Your goal
Render every line of the entries below as a JSON list of strings, one string per line, with blank lines omitted. Leave the pictures out of your answer.

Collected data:
-- Begin --

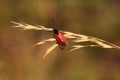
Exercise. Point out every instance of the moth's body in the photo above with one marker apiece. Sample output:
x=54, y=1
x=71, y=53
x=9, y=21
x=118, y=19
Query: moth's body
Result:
x=60, y=38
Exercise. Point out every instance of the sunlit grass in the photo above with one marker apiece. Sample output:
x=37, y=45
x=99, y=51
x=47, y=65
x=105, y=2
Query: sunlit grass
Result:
x=76, y=38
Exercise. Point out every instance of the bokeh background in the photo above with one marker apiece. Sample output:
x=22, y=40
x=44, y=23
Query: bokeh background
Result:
x=21, y=60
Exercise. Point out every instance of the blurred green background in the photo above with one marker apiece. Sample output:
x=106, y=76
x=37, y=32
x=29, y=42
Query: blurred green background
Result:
x=20, y=60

-- End --

Solved problem
[
  "Exercise. Point out every instance of the moth's body in the photo above with one marker apiece. Sample output:",
  "x=54, y=1",
  "x=71, y=53",
  "x=9, y=21",
  "x=118, y=19",
  "Query: moth's body",
  "Result:",
  "x=60, y=38",
  "Exercise. Point out every instance of the sunlit grass in the photo above with one marker apiece. Sample output:",
  "x=37, y=45",
  "x=99, y=51",
  "x=47, y=65",
  "x=105, y=2",
  "Query: sunlit grass",
  "Result:",
  "x=76, y=38",
  "Exercise. Point out every instance of the bokeh background in the photo above with one marker apiece. Sample output:",
  "x=22, y=40",
  "x=44, y=23",
  "Query: bokeh background",
  "Result:",
  "x=21, y=60",
  "Exercise. Point out every instance of the blurred green background in the photo above with one marker apiece. Sample output:",
  "x=106, y=76",
  "x=37, y=32",
  "x=29, y=42",
  "Query: blurred green background",
  "Result:",
  "x=20, y=60"
]